DATA LISTING
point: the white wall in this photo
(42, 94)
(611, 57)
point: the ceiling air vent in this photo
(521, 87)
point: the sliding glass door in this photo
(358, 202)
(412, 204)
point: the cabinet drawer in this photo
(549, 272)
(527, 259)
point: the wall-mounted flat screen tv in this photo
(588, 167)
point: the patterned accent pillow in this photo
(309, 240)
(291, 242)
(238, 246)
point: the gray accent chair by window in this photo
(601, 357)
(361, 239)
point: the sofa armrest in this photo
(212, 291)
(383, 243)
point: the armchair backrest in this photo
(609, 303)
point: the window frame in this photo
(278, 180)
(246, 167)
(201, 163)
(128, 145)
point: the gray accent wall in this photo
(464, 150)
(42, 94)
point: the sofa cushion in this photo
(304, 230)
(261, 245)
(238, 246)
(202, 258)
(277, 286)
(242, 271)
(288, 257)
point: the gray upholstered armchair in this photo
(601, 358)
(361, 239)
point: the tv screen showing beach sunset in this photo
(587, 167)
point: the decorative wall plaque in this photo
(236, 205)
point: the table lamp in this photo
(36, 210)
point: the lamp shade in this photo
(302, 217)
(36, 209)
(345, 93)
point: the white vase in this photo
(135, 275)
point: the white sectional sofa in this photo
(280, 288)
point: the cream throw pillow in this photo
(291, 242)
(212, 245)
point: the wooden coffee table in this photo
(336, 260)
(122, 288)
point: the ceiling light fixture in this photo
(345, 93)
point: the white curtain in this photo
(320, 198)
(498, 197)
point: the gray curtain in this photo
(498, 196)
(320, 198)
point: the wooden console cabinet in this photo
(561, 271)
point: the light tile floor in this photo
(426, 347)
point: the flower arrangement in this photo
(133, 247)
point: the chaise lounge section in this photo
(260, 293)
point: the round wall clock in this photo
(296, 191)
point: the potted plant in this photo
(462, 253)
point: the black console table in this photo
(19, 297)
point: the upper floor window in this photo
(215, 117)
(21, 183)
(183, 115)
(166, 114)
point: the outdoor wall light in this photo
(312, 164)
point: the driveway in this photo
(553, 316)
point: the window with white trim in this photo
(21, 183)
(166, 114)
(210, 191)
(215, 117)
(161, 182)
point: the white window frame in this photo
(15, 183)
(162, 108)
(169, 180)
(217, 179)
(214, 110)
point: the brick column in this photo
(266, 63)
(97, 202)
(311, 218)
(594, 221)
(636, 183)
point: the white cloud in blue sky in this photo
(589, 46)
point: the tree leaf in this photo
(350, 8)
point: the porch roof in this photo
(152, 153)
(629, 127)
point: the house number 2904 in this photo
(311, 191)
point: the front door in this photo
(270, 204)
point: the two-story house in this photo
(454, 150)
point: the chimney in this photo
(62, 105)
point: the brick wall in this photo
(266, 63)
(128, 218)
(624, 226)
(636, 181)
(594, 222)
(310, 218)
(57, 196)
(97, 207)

WHAT TO PRODUCE
The reply must present every entry, transcribed with its exact wording.

RESPONSE TO THE TASK
point: the white wall in this photo
(42, 94)
(611, 57)
point: the ceiling air vent in this photo
(521, 87)
point: the sliding glass door in this photo
(358, 202)
(412, 204)
point: the cabinet drawer in this photo
(549, 272)
(527, 259)
point: the wall-mounted flat screen tv in this photo
(588, 167)
point: the patterned accent pillow in this photo
(309, 240)
(291, 242)
(238, 246)
point: the gray accent chair by window in this photo
(601, 357)
(361, 239)
point: the sofa armrest in this photo
(212, 291)
(383, 243)
point: the armchair backrest in this photo
(609, 303)
point: the window frame in this photo
(278, 180)
(246, 167)
(201, 163)
(128, 145)
point: the gray accent wall in this photo
(464, 150)
(42, 94)
point: the sofa cushion in this photo
(304, 230)
(261, 245)
(238, 246)
(202, 258)
(277, 286)
(242, 271)
(288, 257)
point: the gray upholstered armchair in this photo
(601, 358)
(361, 239)
point: the tv screen showing beach sunset in this photo
(587, 167)
point: the decorative wall plaque in this photo
(236, 205)
point: the table lamp in this photo
(36, 210)
point: the lamp shade in this photo
(302, 217)
(36, 209)
(345, 93)
point: the white vase in this photo
(135, 275)
point: the white sectional sofa in this photo
(280, 288)
point: the cream throw pillow in this photo
(291, 242)
(212, 245)
point: the wooden coffee table in this photo
(336, 260)
(122, 288)
point: the ceiling light fixture in this photo
(345, 93)
point: the white curtain in this photo
(320, 198)
(498, 197)
point: the gray curtain in this photo
(498, 196)
(320, 198)
point: the wooden console cabinet in this photo
(561, 271)
point: the light tile floor in this photo
(426, 347)
point: the flower arrangement in this photo
(133, 247)
point: the chaise lounge section in this photo
(260, 293)
point: the round wall clock in this photo
(296, 191)
point: the potted plant in this photo
(462, 253)
point: the black console table in this photo
(19, 297)
point: the upper floor window in this photo
(215, 117)
(21, 183)
(183, 115)
(166, 114)
point: the outdoor wall light in this photo
(312, 164)
point: the driveway in this photo
(553, 316)
point: the window with white trim in this photo
(21, 183)
(166, 114)
(210, 191)
(215, 117)
(161, 182)
point: the white window frame in this photo
(15, 183)
(162, 108)
(169, 180)
(217, 179)
(214, 110)
point: the brick column in this photo
(266, 63)
(97, 202)
(311, 218)
(594, 221)
(636, 183)
point: the white cloud in blue sky in this photo
(589, 46)
point: the tree leaf in this photo
(350, 8)
point: the porch roof in this photo
(152, 153)
(629, 127)
point: the house number 2904 in this photo
(311, 191)
point: the front door in this photo
(270, 204)
point: the two-story house in this photo
(454, 150)
point: the chimney in this photo
(62, 105)
point: the brick wall in this photo
(266, 63)
(128, 218)
(624, 226)
(636, 181)
(594, 222)
(310, 218)
(57, 196)
(97, 207)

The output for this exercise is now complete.